____ Given data

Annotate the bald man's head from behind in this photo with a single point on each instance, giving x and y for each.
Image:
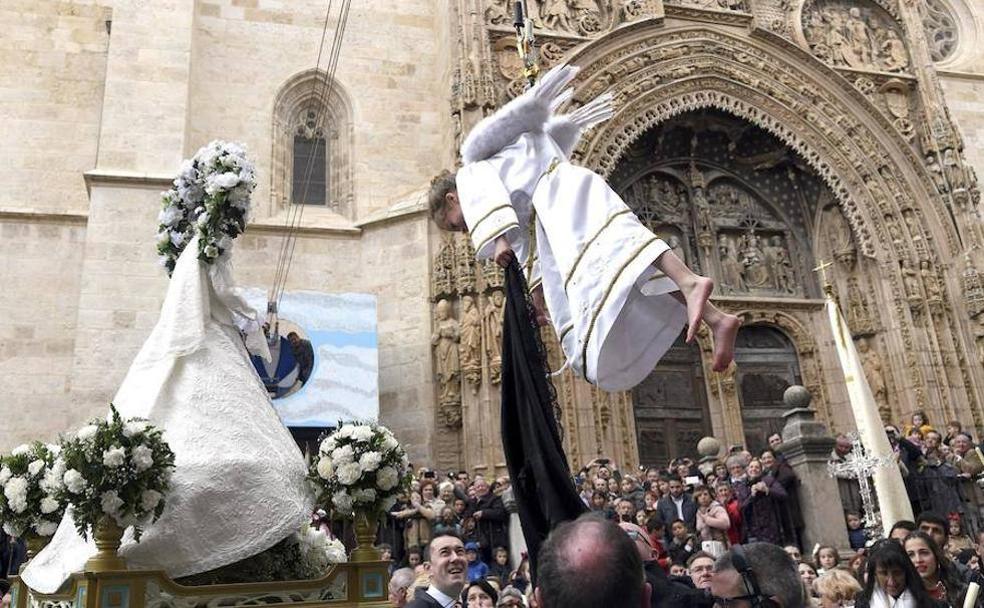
(590, 563)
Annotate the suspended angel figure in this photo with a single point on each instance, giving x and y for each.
(616, 294)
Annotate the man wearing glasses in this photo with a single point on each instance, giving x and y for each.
(756, 575)
(666, 593)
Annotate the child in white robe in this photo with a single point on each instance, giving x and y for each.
(616, 295)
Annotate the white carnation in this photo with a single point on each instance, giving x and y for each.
(349, 473)
(335, 551)
(45, 527)
(387, 478)
(149, 499)
(74, 481)
(35, 467)
(114, 457)
(325, 468)
(87, 432)
(16, 493)
(370, 461)
(143, 458)
(343, 455)
(111, 502)
(362, 433)
(49, 505)
(366, 496)
(342, 501)
(134, 427)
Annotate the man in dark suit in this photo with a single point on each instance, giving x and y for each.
(449, 573)
(490, 519)
(678, 505)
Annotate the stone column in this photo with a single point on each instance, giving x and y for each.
(806, 444)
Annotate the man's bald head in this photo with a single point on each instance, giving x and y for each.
(590, 562)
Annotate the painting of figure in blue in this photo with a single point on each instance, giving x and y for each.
(324, 364)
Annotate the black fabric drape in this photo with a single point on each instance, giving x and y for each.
(541, 480)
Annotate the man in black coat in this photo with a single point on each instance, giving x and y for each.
(677, 505)
(490, 519)
(449, 573)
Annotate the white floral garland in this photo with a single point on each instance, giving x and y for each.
(360, 468)
(210, 199)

________

> **What the exercise asks**
Set down, exactly and without anything extra, every line from the one that contains "Annotate the white floral" through the final line of the material.

> **Your response**
Annotate the white floral garland in this photo with a single point on each instance, giving x and y for each.
(360, 468)
(210, 199)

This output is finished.